● Task item
Output the full listing exactly as written, with no pictures in it.

● Study material
____

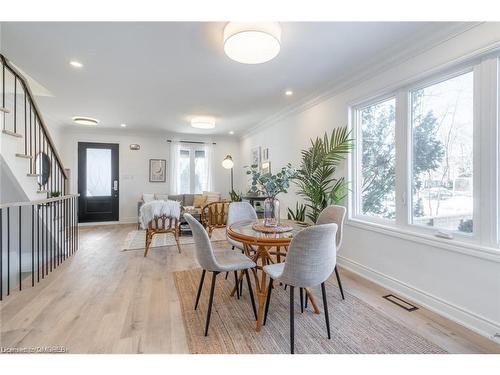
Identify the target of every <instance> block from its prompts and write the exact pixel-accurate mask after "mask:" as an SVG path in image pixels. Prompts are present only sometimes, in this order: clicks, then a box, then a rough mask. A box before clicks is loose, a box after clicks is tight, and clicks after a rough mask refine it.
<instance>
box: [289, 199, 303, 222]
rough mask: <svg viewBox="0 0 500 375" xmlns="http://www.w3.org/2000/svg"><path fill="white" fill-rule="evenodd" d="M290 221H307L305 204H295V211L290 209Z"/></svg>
mask: <svg viewBox="0 0 500 375" xmlns="http://www.w3.org/2000/svg"><path fill="white" fill-rule="evenodd" d="M287 216H288V219H289V220H295V221H305V220H306V206H305V204H303V203H301V204H299V202H297V203H295V210H292V209H290V208H288V215H287Z"/></svg>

____

● Result
Identify the target of every <instance> block from its prompts and write the exact pixel-accurate mask after "mask:" as an SVG path in image pixels. Prompts are present only sometimes, in this order: clicks, then a box, then a rough mask. A box before clicks is loose, a box after clicks is tight, and clicks after a rough mask refine it.
<instance>
box: [289, 199, 303, 222]
rough mask: <svg viewBox="0 0 500 375" xmlns="http://www.w3.org/2000/svg"><path fill="white" fill-rule="evenodd" d="M290 221H307L305 204H295V211L290 209Z"/></svg>
mask: <svg viewBox="0 0 500 375" xmlns="http://www.w3.org/2000/svg"><path fill="white" fill-rule="evenodd" d="M287 216H288V219H289V220H295V221H305V220H306V206H305V204H303V203H301V204H299V202H297V203H295V210H292V209H290V208H288V215H287Z"/></svg>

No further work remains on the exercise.